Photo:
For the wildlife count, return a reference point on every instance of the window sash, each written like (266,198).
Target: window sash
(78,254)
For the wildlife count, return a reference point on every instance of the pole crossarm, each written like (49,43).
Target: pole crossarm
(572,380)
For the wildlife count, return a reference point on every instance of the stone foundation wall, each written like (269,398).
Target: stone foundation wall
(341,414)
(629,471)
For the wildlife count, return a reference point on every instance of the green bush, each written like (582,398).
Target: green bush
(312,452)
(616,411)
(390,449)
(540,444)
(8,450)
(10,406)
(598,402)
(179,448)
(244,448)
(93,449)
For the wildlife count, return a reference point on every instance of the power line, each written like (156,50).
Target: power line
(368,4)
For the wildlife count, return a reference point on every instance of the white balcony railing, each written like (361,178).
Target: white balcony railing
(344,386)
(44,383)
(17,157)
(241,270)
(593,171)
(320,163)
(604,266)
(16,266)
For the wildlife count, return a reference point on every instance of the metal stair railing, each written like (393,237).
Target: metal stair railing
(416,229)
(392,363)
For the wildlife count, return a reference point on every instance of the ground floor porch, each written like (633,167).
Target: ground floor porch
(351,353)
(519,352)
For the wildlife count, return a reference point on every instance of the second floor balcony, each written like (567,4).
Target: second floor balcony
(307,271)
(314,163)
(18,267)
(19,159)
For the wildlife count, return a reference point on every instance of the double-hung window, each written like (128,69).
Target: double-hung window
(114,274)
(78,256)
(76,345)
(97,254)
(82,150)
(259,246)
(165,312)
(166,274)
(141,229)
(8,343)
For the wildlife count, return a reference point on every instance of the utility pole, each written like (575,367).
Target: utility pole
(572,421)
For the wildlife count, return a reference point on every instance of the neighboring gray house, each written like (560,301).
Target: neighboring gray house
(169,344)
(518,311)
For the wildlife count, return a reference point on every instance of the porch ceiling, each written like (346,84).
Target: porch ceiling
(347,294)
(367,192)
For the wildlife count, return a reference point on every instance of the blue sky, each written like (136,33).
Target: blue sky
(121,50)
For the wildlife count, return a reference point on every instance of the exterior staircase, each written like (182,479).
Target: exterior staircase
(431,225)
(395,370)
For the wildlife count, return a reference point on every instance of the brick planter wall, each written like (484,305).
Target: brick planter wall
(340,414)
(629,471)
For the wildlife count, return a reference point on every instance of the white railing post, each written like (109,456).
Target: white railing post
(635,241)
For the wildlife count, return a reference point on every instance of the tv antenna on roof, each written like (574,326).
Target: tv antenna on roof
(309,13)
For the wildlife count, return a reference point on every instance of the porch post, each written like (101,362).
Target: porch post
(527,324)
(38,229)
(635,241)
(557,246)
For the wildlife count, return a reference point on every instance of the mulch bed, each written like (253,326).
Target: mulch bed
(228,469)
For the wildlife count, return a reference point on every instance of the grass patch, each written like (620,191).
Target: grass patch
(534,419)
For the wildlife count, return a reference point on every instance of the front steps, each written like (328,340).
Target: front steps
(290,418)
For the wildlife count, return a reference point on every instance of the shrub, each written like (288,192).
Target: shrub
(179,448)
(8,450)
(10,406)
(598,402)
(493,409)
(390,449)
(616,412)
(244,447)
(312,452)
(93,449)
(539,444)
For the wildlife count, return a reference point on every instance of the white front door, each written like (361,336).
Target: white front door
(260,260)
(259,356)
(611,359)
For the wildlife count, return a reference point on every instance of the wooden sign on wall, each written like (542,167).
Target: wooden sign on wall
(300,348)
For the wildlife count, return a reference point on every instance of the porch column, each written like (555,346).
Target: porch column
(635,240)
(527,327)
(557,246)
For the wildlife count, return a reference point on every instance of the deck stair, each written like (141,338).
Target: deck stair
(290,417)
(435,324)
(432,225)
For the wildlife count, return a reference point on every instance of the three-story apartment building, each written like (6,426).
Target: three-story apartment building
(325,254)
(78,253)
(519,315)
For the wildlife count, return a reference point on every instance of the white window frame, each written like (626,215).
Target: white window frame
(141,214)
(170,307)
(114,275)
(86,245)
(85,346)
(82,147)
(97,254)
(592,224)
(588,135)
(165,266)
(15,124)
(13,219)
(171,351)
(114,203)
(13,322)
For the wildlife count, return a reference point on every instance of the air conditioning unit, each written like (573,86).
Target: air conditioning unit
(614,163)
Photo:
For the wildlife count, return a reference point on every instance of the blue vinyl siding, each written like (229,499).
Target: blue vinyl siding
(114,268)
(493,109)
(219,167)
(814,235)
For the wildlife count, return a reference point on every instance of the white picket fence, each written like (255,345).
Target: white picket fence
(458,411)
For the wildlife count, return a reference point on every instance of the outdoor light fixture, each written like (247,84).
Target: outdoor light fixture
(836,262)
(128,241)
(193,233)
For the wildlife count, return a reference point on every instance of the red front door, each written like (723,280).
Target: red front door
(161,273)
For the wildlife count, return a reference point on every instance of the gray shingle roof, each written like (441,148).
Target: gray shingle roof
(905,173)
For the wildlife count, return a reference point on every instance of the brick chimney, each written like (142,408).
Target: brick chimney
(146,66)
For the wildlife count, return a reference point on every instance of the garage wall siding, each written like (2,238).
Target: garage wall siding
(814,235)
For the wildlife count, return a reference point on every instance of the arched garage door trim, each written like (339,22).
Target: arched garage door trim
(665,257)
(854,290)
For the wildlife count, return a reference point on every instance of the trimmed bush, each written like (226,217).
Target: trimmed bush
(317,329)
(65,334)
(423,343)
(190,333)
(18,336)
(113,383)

+---+

**Problem:** Recreate the listing word for word, omitting nothing.

**Written response:**
Photo:
For the wildlife count, return a reference point on every instance of the window sash, each written like (266,198).
Target: window sash
(78,254)
For the wildlife count, return a reference point on every instance of the pole crossarm, each written like (49,43).
Target: pole crossarm
(572,380)
For the wildlife count, return a reference point on every instance of the stone foundation wall, each written like (269,398).
Target: stone foundation wall
(341,414)
(629,471)
For the wildlife count, return a reference point on every instance of the green bush, each written like (582,398).
Target: green bush
(312,452)
(616,411)
(390,449)
(540,444)
(8,450)
(10,406)
(598,402)
(179,448)
(244,448)
(93,449)
For the wildlife count, return a reference point on every instance of the power line, each written like (156,50).
Target: power line
(368,4)
For the wildlife count, return a reference point on every instance of the white balcony railing, each written like (361,178).
Target: white balcony railing
(344,386)
(44,383)
(17,157)
(241,270)
(593,171)
(320,163)
(604,266)
(16,266)
For the wildlife count, return a reference point on every instance of the metal stair railing, each written like (393,237).
Target: metal stair railing
(416,229)
(392,363)
For the wildlife count, return a reference point on every instance of the ground floor porch, each written like (633,167).
Target: ground floor porch
(351,353)
(519,352)
For the wildlife count, return a reference point on every instance of the second floor balcony, each written like (567,4).
Target: second floor balcony
(307,271)
(314,163)
(18,267)
(19,159)
For the wildlife count, return a reference point on every instance of the double-hung window, each written like (128,69).
Target: double-hung window
(114,274)
(78,256)
(76,345)
(97,254)
(82,150)
(259,246)
(165,312)
(166,274)
(141,229)
(8,343)
For the wildlife count, return a reference point on every instance of the utility pole, each written like (575,367).
Target: utility pole
(572,421)
For the wildlife count, return a reference point on every instance of the neighboring gray house, each written like (560,301).
Target: neighboring gray house
(169,344)
(518,311)
For the wildlife count, return a reference point on every instance of the porch ceiling, each written like (346,84).
Target: porch ceiling
(347,294)
(367,192)
For the wildlife count, return a reference point on every instance of the blue sky, each written like (136,33).
Target: blue sky
(121,50)
For the wildlife count, return a reference point on every instance of the exterior staircase, each written like (182,479).
Target: exterior staircase
(431,225)
(395,370)
For the wildlife count, return a reference point on every instance of the brick planter wall, each written like (484,305).
Target: brick planter wall
(340,414)
(629,471)
For the wildlife count, return a reference point on every instance of the white railing post, each written like (109,456).
Target: white railing post
(635,241)
For the wildlife count, return a reference point on every instance of the tv antenna on roof, each written like (574,326).
Target: tv antenna on roof
(309,13)
For the wildlife count, return a reference point on every instance of the porch post, each written like (101,362).
Target: porch post
(527,324)
(38,229)
(635,241)
(557,246)
For the wildlife count, return a reference point on every instance of the mulch bed, each written like (253,326).
Target: mulch bed
(228,469)
For the wildlife count, return a reference point on every instance of the grass patch, each written like (620,191).
Target: grass patch
(534,419)
For the wildlife count, return a reference point on every instance of the front steps, each written like (328,340).
Target: front steps
(290,418)
For the wildlife count, return a reference point on every instance of the shrub, each written like (288,192).
Target: shrub
(179,448)
(8,450)
(10,406)
(598,402)
(493,409)
(390,449)
(616,412)
(244,447)
(312,452)
(93,449)
(539,444)
For the wildlife count, return a reference point on every instance of the white front door, each written like (361,336).
Target: white front door
(260,260)
(259,356)
(611,359)
For the wildlife count, return a reference point on every instance of the wooden sign on wall, each written like (542,167).
Target: wooden sign on wall
(300,348)
For the wildlife count, return a reference point on every instance of the porch column, each written like (555,346).
Target: porch column
(635,240)
(527,327)
(557,246)
For the wildlife count, return a reference point on every instance of the deck stair, each written like (141,338).
Target: deck stair
(290,417)
(435,324)
(432,225)
For the wildlife count, return a reference point on every instance of the three-story apartment building, each written like (6,426).
Target: three-story apartment building
(325,254)
(78,253)
(519,315)
For the wildlife count, return a reference point on every instance of the white window frame, each written like (626,215).
Target: white window frame
(141,214)
(170,307)
(114,275)
(86,245)
(85,346)
(82,147)
(97,254)
(592,224)
(588,135)
(165,266)
(15,124)
(13,219)
(171,351)
(114,203)
(13,322)
For the wildlife count, return a reference point on every instance of the air conditioning unit, each written like (573,86).
Target: air conditioning unit
(614,163)
Photo:
For the wildlife count, return a reference point on every instance of the blue vinyl siding, each written like (229,499).
Target: blue vinyl siding
(114,268)
(493,109)
(219,167)
(814,235)
For the wildlife count, return a reference point on every instance of the white picket fence, each written like (255,345).
Target: white picket fence
(458,411)
For the wildlife count, return a reference point on every instance of the outdoor light fixture, each written like (247,84).
Target: outdoor light fixture
(836,262)
(128,241)
(193,233)
For the wildlife count, return a reference point on every instance of the red front door, each written like (723,280).
Target: red front door
(161,273)
For the wildlife count, return a reference point on every instance of the gray shingle roof, each written like (441,148).
Target: gray shingle roof
(905,173)
For the wildlife count, return a reference point on every instance of the brick chimney, each written like (142,408).
Target: brick chimney
(146,66)
For the wildlife count, return a reference point on every instance of the garage wall siding, each written like (2,238).
Target: garage wall siding
(814,235)
For the wildlife count, return a reference point on every instance of the arched garage door trim, each written like (339,22).
Target: arched garage door trim
(665,257)
(854,290)
For the wildlife count, return a reference point on every instance of the trimmed bush, each written like (226,217).
Target: trimmed bush
(317,329)
(65,334)
(423,343)
(190,333)
(18,336)
(113,383)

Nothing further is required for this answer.